◆ **Podany tekst**
Ola i Majdan niepoprawnie

 |  Written by Signa  |  45
Ola przyjechała do Polski na szkolenie dla Polaków ze Wschodu, ale u siebie powiedziała, że jedzie do pracy. [treść usunięta] Nie wiem, czy Ola poszła na jakiś Majdan. Mam nadzieję, że nic jej nie grozi ale wiem, że kiedy Wolność zwycięsko sprowadzi już lud z barykad, dla takich jak ona nastaną ciężkie czasy
4.6
4.6 (15)

45 Comments

Obrazek użytkownika tł

Genaralizacje są zwykle niebezpieczne. Tym bardziej te, oparte wyłącznie na subiektywnych wrażeniach i doświadczeniach.

W sprawie Ukrainy rozdzwięk między sercem a rozumem jest z wielu względów szczególnie silny.

I o tym powinni pamiętać zarówno "majdanoentuzjaści", jak i "majdanosceptycy".

Pozdrawiam

PS. Oceniłem na 5, ale pełen ambiwalentnych uczuć wobec tego tekstu.  Nie jest to zresztą jedyny, publikowany  w ostatnim czasie na B&R tekst n/t Ukrainy, który wzbudza we mnie takie uczucia. ;-).
Obrazek użytkownika Signa

Signa
To prawda, że generalizacje są niebezpieczne. Tym bardziej te, oparte wyłącznie na subiektywnych wrażeniach i doświadczeniach. Sporo ich w emocjonalnych odniesieniach do wydarzeń na Ukrainie. Blogowiska ożyły. Bez oparcia w subiektywnych wrażeniach i doświadczeniach nie byłoby przecież blogów ;-)
Dziękuję Panu z obiektywizm - bardzo sobie cenię. Tym bardziej, że rzadka to postawa.

◆ **Dostarczone dane**
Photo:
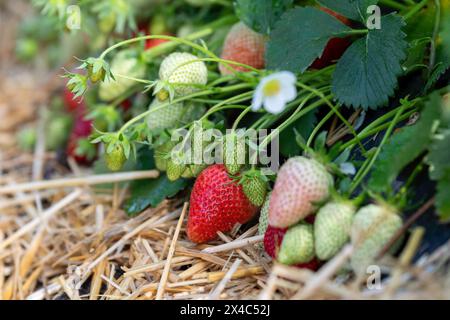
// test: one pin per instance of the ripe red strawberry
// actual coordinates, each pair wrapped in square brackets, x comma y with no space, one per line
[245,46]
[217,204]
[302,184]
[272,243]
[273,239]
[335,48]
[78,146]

...

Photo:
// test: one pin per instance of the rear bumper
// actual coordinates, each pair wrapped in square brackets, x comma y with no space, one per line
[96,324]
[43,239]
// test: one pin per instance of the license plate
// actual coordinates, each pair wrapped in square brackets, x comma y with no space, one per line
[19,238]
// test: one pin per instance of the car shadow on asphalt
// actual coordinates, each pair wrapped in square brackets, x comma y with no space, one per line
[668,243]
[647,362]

◆ **Do wykonania**
1 > Odpowiedz krótko na pytania do tekstu o Oli i Majdanie:
(a) Na jakie szkolenie Ola przyjechała do Polski?
(b) Na ile ocenił tekst użytkownik tł?
(c) Co według Signy ożyło?
2 > Dopisz dalszy ciąg tekstu o Oli i Majdanie, zaczynając po ostatnim zdaniu.

◆ **Odpowiedzi**
1 >
(a) Na szkolenie dla Polaków ze Wschodu.
(b) Na 5.
(c) Blogowiska.

2 >
Obrazek użytkownika Piotr

Piotr
dziękuję Pani za ten wpis. Szkoda, że został okrojony. Czytałem go wcześniej, ale dopiero dziś się zarejestrowałem i mogę skomentować.
Nie zawsze zjawiska są takie na jakie wyglądają. Na Ukrainie podobnie. Ich nacjonalizm jest bardzo niebezpieczny. Starciłem tam rodzinę z mamy strony, dlatego doskonale Panią rozumiem.
Dziękuję!
Obrazek użytkownika Krzysztof Karnkowski

Krzysztof Karnkowski
To jest bardzo trudny wybór pomiędzy Ukraińcami, którzy nas nienawidzą i Rosjanami, którzy nas kochają. Dlatego w obliczu aktualnych wydarzeń z czysto ludzkich i chrześcijańskich pobudek sercem jestem po stronie bitych i mordowanych. Historią i geopolityką jeszcze będzie czas się zająć.
Obrazek użytkownika Signa

Signa
ja tu w ogóle nie widzę wyboru. Jest on raczej oczywisty gdy giną ludzie. Inna rzecz, że wiele wskazuje na to, iż to historia i geopolityka zajmą się nami.
Obrazek użytkownika Szary Kot

Szary Kot
Bardzo współczuję Oli, nie przeżyłam niczego podobnego, mogę się zaledwie domyślać, co czuje.
Myślę jednak, że dzisiaj nie powinniśmy kierować się resentymentem wobec Ukrainy.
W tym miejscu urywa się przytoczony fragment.